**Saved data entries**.
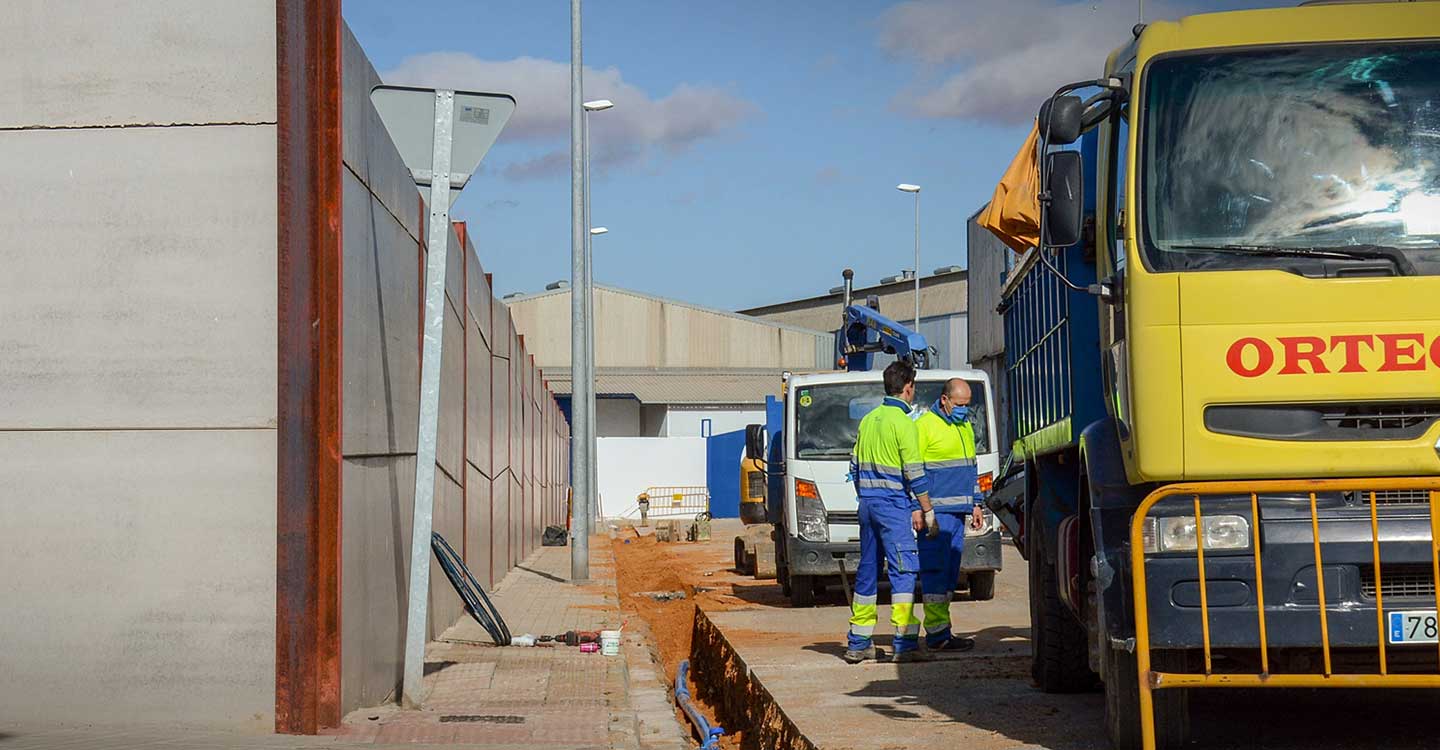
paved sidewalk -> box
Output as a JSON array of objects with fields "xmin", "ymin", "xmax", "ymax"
[{"xmin": 0, "ymin": 541, "xmax": 691, "ymax": 750}]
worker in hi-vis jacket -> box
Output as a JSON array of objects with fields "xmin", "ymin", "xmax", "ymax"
[
  {"xmin": 915, "ymin": 377, "xmax": 984, "ymax": 653},
  {"xmin": 844, "ymin": 361, "xmax": 936, "ymax": 664}
]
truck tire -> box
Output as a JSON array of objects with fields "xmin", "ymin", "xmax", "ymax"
[
  {"xmin": 967, "ymin": 571, "xmax": 996, "ymax": 601},
  {"xmin": 788, "ymin": 573, "xmax": 816, "ymax": 607},
  {"xmin": 1028, "ymin": 525, "xmax": 1096, "ymax": 692},
  {"xmin": 1104, "ymin": 646, "xmax": 1188, "ymax": 750}
]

**Task goal**. Could you write out the records exactly while omitting every picture?

**Exercise solution**.
paved sidewalk -> box
Output as a JSON array of objects with fields "xmin", "ymin", "xmax", "ymax"
[{"xmin": 0, "ymin": 541, "xmax": 691, "ymax": 750}]
worker in hi-vis jacket -> box
Output as a JSON array of objects with fields "xmin", "ymin", "xmax", "ymax"
[
  {"xmin": 915, "ymin": 377, "xmax": 984, "ymax": 653},
  {"xmin": 844, "ymin": 361, "xmax": 936, "ymax": 664}
]
truck tire -> box
Output as a JSON array of objects with fields "xmin", "ymin", "xmax", "ymax"
[
  {"xmin": 967, "ymin": 571, "xmax": 996, "ymax": 601},
  {"xmin": 788, "ymin": 573, "xmax": 816, "ymax": 607},
  {"xmin": 1028, "ymin": 525, "xmax": 1096, "ymax": 692},
  {"xmin": 1104, "ymin": 646, "xmax": 1188, "ymax": 750}
]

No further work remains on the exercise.